• _Your assignment_
Omitting all images, transcribe the listing word for word.

• _Available data_

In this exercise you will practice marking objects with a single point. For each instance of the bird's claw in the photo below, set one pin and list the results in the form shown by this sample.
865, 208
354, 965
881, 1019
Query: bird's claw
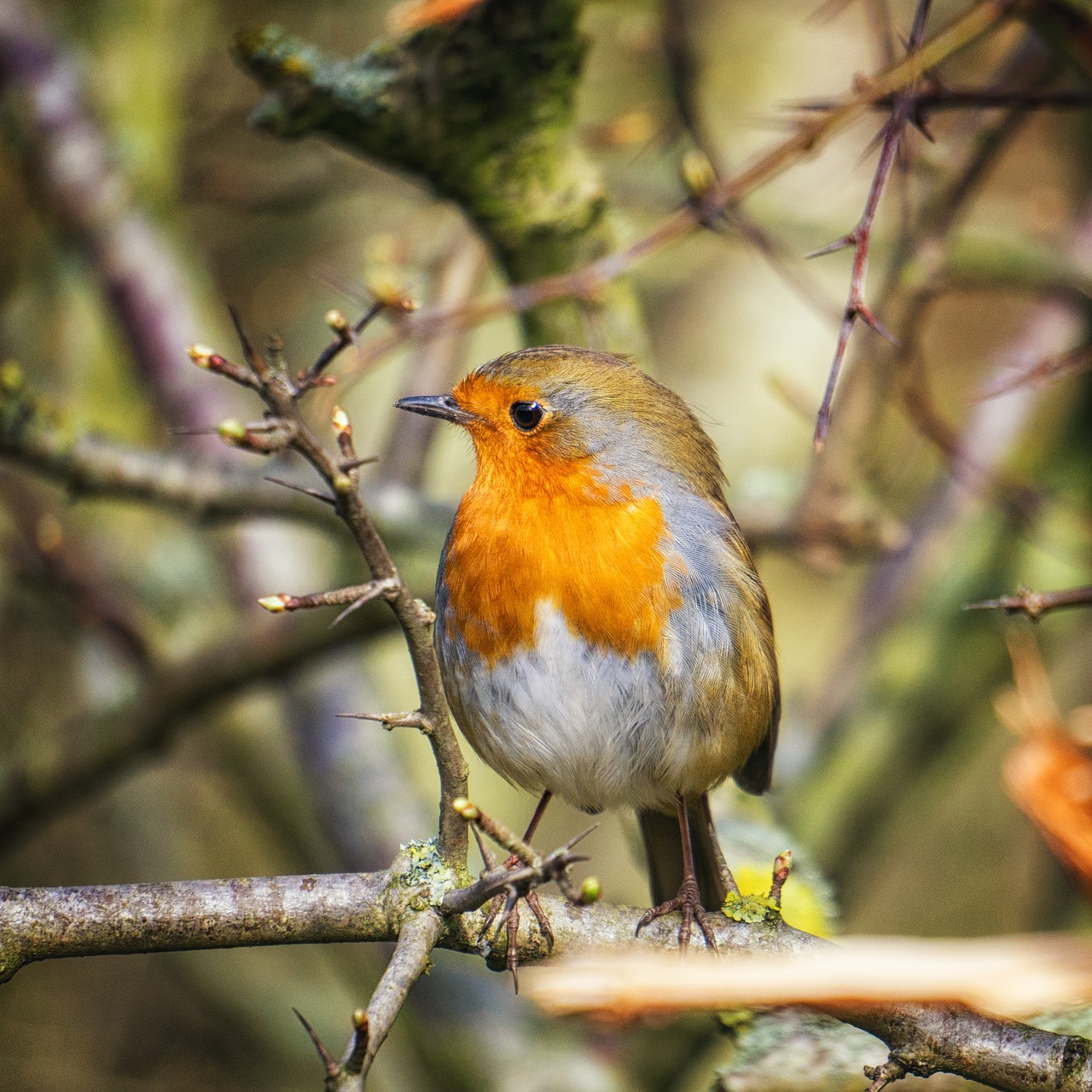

• _Solution to the exercise_
In this exercise you will practice marking objects with a single point. For each instance of the bird's claw in the photo below, set one pin and list the results in the form shown by this sample.
865, 208
354, 965
881, 1019
Query: bird's claw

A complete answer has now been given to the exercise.